WHAT TO PRODUCE: For every entry that follows, return the words exactly and omit any picture.
━━━ EXERCISE DATA
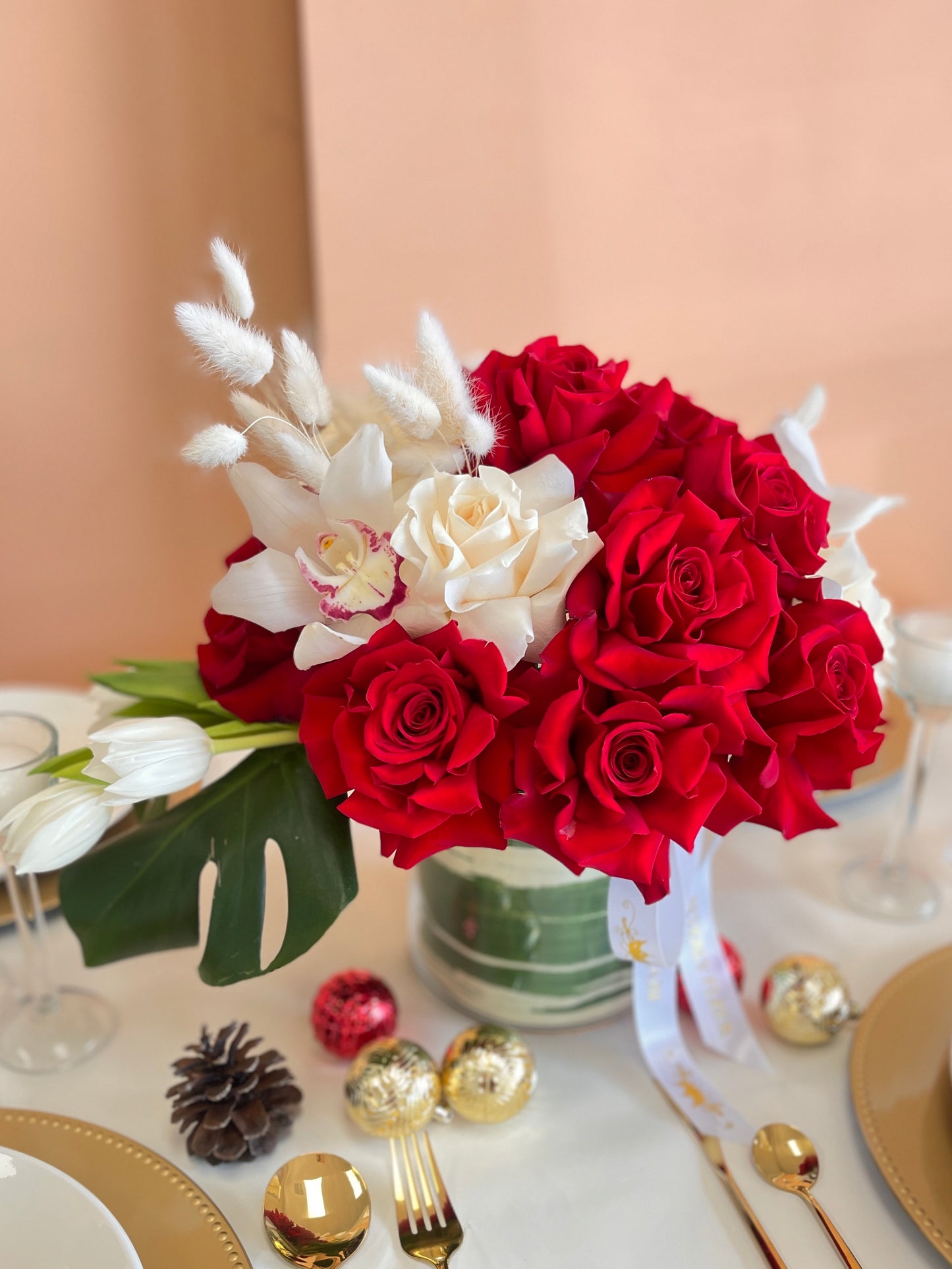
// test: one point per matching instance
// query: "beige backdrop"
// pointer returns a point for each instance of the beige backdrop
(132, 131)
(748, 197)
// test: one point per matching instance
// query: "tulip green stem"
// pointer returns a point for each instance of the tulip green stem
(254, 740)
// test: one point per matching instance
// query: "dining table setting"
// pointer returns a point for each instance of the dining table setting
(597, 1166)
(545, 860)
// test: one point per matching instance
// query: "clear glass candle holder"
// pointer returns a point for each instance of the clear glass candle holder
(889, 885)
(46, 1029)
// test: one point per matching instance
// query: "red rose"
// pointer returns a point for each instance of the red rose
(249, 669)
(607, 779)
(412, 729)
(753, 480)
(678, 596)
(818, 716)
(553, 399)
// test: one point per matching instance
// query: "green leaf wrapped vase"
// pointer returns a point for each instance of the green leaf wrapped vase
(513, 937)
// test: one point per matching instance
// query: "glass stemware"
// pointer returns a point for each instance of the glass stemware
(887, 885)
(47, 1027)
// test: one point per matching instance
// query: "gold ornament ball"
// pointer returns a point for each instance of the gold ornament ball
(393, 1088)
(806, 999)
(489, 1074)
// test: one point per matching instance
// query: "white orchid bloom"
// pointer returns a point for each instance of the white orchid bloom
(55, 826)
(846, 571)
(848, 575)
(329, 565)
(142, 758)
(495, 552)
(851, 509)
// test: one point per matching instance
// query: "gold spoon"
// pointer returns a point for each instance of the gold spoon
(787, 1159)
(316, 1211)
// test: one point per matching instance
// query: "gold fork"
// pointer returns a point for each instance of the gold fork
(430, 1229)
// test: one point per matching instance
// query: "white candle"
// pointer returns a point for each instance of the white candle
(16, 782)
(924, 658)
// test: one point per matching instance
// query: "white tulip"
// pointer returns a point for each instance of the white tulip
(53, 828)
(142, 758)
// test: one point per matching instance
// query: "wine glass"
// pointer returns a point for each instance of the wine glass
(887, 885)
(47, 1029)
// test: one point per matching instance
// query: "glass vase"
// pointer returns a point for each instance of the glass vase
(513, 937)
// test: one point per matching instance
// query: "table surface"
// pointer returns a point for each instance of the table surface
(597, 1170)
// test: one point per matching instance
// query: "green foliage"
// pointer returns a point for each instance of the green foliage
(174, 682)
(67, 767)
(140, 892)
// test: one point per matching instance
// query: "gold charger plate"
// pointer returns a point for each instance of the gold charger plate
(172, 1222)
(899, 1073)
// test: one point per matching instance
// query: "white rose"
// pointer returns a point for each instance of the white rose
(495, 552)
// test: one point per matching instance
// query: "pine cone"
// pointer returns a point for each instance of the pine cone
(234, 1104)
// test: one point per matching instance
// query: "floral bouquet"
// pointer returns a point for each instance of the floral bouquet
(522, 603)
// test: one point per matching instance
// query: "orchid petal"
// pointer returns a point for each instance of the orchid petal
(318, 644)
(358, 485)
(267, 589)
(283, 513)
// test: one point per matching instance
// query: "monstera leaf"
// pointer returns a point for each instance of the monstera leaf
(140, 891)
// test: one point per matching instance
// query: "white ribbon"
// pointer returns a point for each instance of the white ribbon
(709, 984)
(652, 938)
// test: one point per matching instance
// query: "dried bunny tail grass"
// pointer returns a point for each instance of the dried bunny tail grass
(219, 445)
(479, 434)
(441, 374)
(301, 459)
(413, 409)
(424, 460)
(304, 383)
(239, 353)
(235, 286)
(812, 408)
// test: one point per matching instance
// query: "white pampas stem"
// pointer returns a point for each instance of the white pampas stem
(252, 410)
(415, 411)
(235, 286)
(304, 383)
(294, 452)
(442, 375)
(479, 433)
(219, 445)
(242, 354)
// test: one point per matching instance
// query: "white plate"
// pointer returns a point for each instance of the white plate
(47, 1217)
(70, 710)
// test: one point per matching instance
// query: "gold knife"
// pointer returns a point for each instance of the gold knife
(714, 1154)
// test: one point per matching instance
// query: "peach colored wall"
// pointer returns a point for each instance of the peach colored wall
(746, 197)
(131, 134)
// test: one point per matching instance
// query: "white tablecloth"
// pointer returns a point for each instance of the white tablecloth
(597, 1170)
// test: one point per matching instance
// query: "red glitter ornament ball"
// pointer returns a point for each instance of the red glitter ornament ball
(737, 967)
(350, 1009)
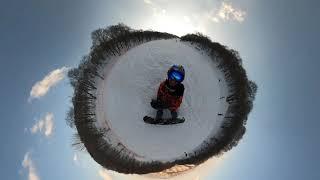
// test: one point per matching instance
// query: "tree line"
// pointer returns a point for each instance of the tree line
(114, 41)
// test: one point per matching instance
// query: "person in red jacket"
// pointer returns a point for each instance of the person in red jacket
(170, 93)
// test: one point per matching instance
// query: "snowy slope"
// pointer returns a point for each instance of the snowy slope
(132, 80)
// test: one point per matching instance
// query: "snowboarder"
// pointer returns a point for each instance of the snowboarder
(169, 96)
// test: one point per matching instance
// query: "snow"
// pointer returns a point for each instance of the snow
(132, 80)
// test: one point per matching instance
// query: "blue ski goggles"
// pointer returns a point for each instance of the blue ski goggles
(174, 75)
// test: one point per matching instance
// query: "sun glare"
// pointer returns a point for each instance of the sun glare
(178, 25)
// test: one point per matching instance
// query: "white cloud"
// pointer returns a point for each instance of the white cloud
(41, 88)
(104, 175)
(27, 163)
(44, 125)
(228, 12)
(147, 1)
(195, 17)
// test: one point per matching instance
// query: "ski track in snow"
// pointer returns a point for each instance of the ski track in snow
(132, 80)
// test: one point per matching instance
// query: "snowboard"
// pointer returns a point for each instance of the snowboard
(151, 120)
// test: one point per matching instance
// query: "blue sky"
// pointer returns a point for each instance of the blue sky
(278, 41)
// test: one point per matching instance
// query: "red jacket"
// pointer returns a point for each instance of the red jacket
(171, 96)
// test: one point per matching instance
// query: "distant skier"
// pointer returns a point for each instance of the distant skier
(169, 96)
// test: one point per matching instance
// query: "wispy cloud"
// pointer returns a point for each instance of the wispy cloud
(44, 125)
(41, 88)
(147, 1)
(104, 175)
(197, 16)
(228, 12)
(27, 163)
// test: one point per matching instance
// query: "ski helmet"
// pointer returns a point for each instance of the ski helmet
(176, 72)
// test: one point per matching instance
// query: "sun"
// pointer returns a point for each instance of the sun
(174, 24)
━━━━━━
RESULT:
// test: one point per matching instance
// query: "beige backdrop"
// pointer returns a point for each instance of the beige backdrop
(132, 131)
(748, 197)
// test: one point per matching instance
// query: "tulip green stem"
// pointer returns a point for each instance of the tulip green stem
(254, 740)
// test: one point per matching instance
// query: "dining table setting"
// pointer returns a point for each instance of the dining table setting
(597, 1166)
(545, 860)
// test: one point per matching instance
// query: "clear glass candle holder"
// pointer returns a point for each instance of the clear glass candle holder
(889, 885)
(46, 1029)
// test: one point per matching instance
// query: "red rose"
// pointer returns a point for each instance of the red rose
(249, 669)
(607, 779)
(412, 729)
(753, 480)
(678, 596)
(818, 716)
(553, 399)
// test: one point per matching instance
// query: "green leaf wrapped vase"
// pointer returns a point for each instance of the green leaf wrapped vase
(513, 937)
// test: one point per matching instance
// query: "glass stemware"
// pointer returns a point for each instance of the glass stemware
(887, 885)
(47, 1027)
// test: one point per matching instance
// query: "gold ornament ball"
// pointer returns a point for each instance of the gold ornament ball
(393, 1088)
(806, 999)
(489, 1074)
// test: one point per matching instance
// query: "white orchid bloom"
// pointer returns a point for each instance of the white orchid bloom
(55, 826)
(846, 571)
(848, 575)
(329, 565)
(142, 758)
(495, 552)
(851, 509)
// test: one point per matching instance
// query: "gold spoon"
// pointer returns a point for each instance of the gold spoon
(787, 1159)
(316, 1211)
// test: one point per matching instance
// query: "gold fork"
// pointer returns a point for each instance of the gold fork
(430, 1229)
// test: one point per matching instance
// query: "white candle"
// pointer returns a point for each instance of the white candle
(16, 782)
(924, 658)
// test: one point per matching instance
// query: "white tulip"
// pointer returns a point for each instance of the white tulip
(53, 828)
(142, 758)
// test: one point per matching instance
// query: "wine glass"
// pointer returns a point for each instance of the wine glass
(887, 885)
(47, 1029)
// test: one point per matching instance
// query: "glass vase"
// pointer returns a point for each instance of the glass vase
(513, 937)
// test: one point per matching instance
// query: "table surface"
// pointer returns a point for each instance of the table surface
(597, 1170)
// test: one point per matching instance
// query: "green foliage"
// pointer returns a point for each instance of the green foliage
(174, 682)
(67, 767)
(140, 892)
// test: one point per matching instance
// query: "gold charger plate"
// pointer returns a point for each instance of the gold charger plate
(172, 1222)
(899, 1073)
// test: one point per matching instance
// query: "white rose"
// pointer returns a point for each instance of the white rose
(495, 552)
// test: one point per matching instance
// query: "pine cone"
// pointer returns a point for each instance of the pine cone
(234, 1104)
// test: one point per matching instance
// query: "floral bouquet"
// pointer returns a point for each instance of the floral bouquet
(522, 603)
// test: one point per matching instance
// query: "orchid petal"
// pointer returns a point for each instance of the orchid petal
(318, 644)
(358, 485)
(267, 589)
(283, 513)
// test: one point per matching instance
// query: "monstera leaf"
// pointer returns a point for each instance of the monstera leaf
(140, 891)
// test: one point per matching instance
// query: "white ribbon"
// pointer returns a point for each instance of the white ribbon
(709, 984)
(652, 938)
// test: one point per matching instance
// query: "dried bunny tail grass"
// pointer returns a point for each instance of the dried bunny tail grass
(219, 445)
(479, 434)
(441, 374)
(301, 459)
(413, 409)
(424, 460)
(304, 383)
(239, 353)
(235, 286)
(812, 408)
// test: one point per matching instance
// query: "white pampas stem"
// pointer returns a point for each instance of the white pampas stem
(252, 410)
(415, 411)
(235, 286)
(304, 383)
(294, 452)
(442, 375)
(479, 433)
(219, 445)
(242, 354)
// test: one point per matching instance
// query: "white plate"
// pointer returns a point for each instance of the white plate
(47, 1217)
(70, 710)
// test: one point per matching instance
// query: "gold knife"
// pointer returns a point for each instance of the gold knife
(714, 1154)
// test: one point per matching instance
// query: "peach colored wall"
// pointer returns a point for each instance of the peach colored wall
(746, 197)
(131, 134)
// test: one point per matching instance
// query: "white tablecloth"
// pointer returns a point for each instance of the white tablecloth
(597, 1170)
// test: one point per matching instance
// query: "red glitter ornament ball"
// pointer returns a point for each instance of the red glitter ornament ball
(737, 967)
(350, 1009)
// test: one point per matching instance
// query: "tree line"
// pointer returns a point for each instance of the tree line
(114, 41)
// test: one point per matching instance
// query: "person in red jacket"
// pointer returns a point for each instance of the person in red jacket
(170, 93)
// test: one point per matching instance
// query: "snowy slope"
// pointer returns a point for each instance of the snowy slope
(132, 80)
// test: one point per matching instance
// query: "snowboarder"
// pointer returns a point for each instance of the snowboarder
(169, 96)
// test: one point per matching instance
// query: "snow"
// pointer returns a point for each instance of the snow
(132, 80)
// test: one point per matching instance
// query: "blue ski goggles"
// pointer returns a point for each instance of the blue ski goggles
(174, 75)
// test: one point per matching instance
// query: "sun glare"
// pointer returns a point for each instance of the sun glare
(178, 25)
// test: one point per matching instance
// query: "white cloud"
// pointer returns a point for each instance of the white cloud
(41, 88)
(104, 175)
(27, 163)
(44, 125)
(228, 12)
(147, 1)
(195, 17)
// test: one point per matching instance
// query: "ski track in snow"
// pointer returns a point for each instance of the ski track in snow
(132, 80)
// test: one point per matching instance
// query: "snowboard"
// pointer returns a point for each instance of the snowboard
(151, 120)
// test: one point per matching instance
// query: "blue sky"
// pointer returns a point for each instance of the blue sky
(278, 41)
// test: one point per matching instance
// query: "red jacket"
// pointer returns a point for each instance of the red jacket
(171, 96)
// test: one point per matching instance
// query: "distant skier"
// pointer returns a point for each instance of the distant skier
(169, 96)
// test: one point per matching instance
// query: "wispy cloud"
// pointer returns a point for each instance of the wispy cloud
(44, 125)
(41, 88)
(147, 1)
(104, 175)
(197, 16)
(228, 12)
(27, 163)
// test: one point per matching instance
// query: "ski helmet"
// pointer returns a point for each instance of the ski helmet
(176, 72)
// test: one point per matching instance
// query: "sun"
// pointer returns a point for each instance of the sun
(174, 24)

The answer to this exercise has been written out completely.